Output, exactly and alone, the lines from the one containing "104], [739, 155]]]" through the last line of the material below, both ends included.

-=-=-

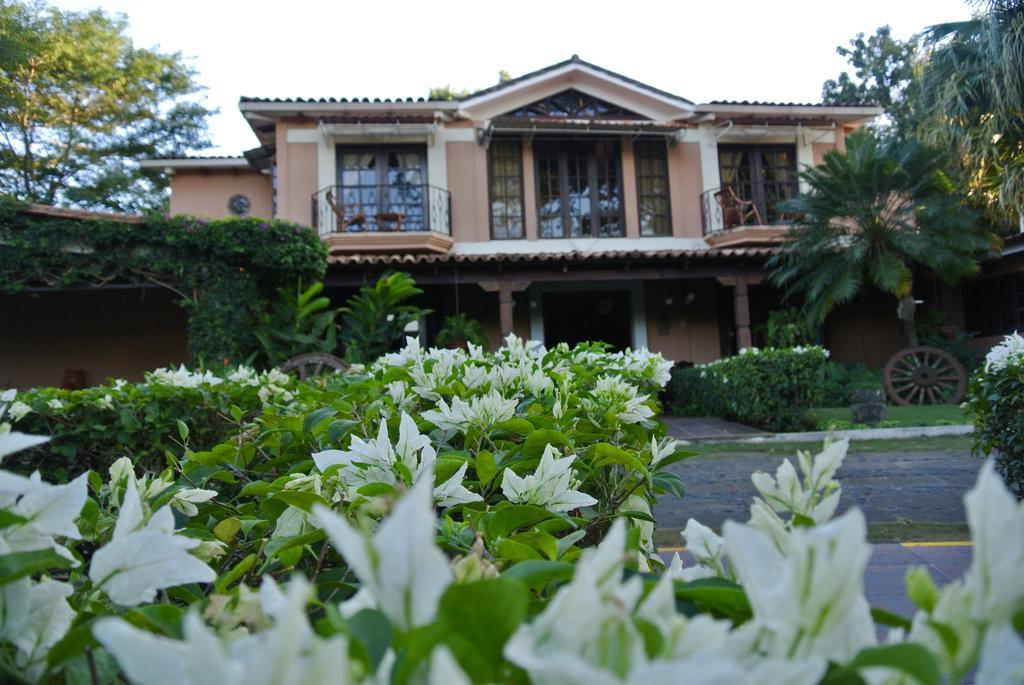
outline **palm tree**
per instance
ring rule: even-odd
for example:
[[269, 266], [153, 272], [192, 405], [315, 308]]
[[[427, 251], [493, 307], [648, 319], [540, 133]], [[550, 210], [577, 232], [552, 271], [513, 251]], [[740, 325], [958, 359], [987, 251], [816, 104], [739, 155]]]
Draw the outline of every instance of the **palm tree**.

-=-=-

(Output)
[[[427, 251], [493, 307], [648, 319], [540, 133]], [[550, 210], [577, 232], [552, 271], [513, 251]], [[740, 325], [958, 359], [987, 251], [816, 104], [739, 155]]]
Draw the outline of every instance of the **palm tree**.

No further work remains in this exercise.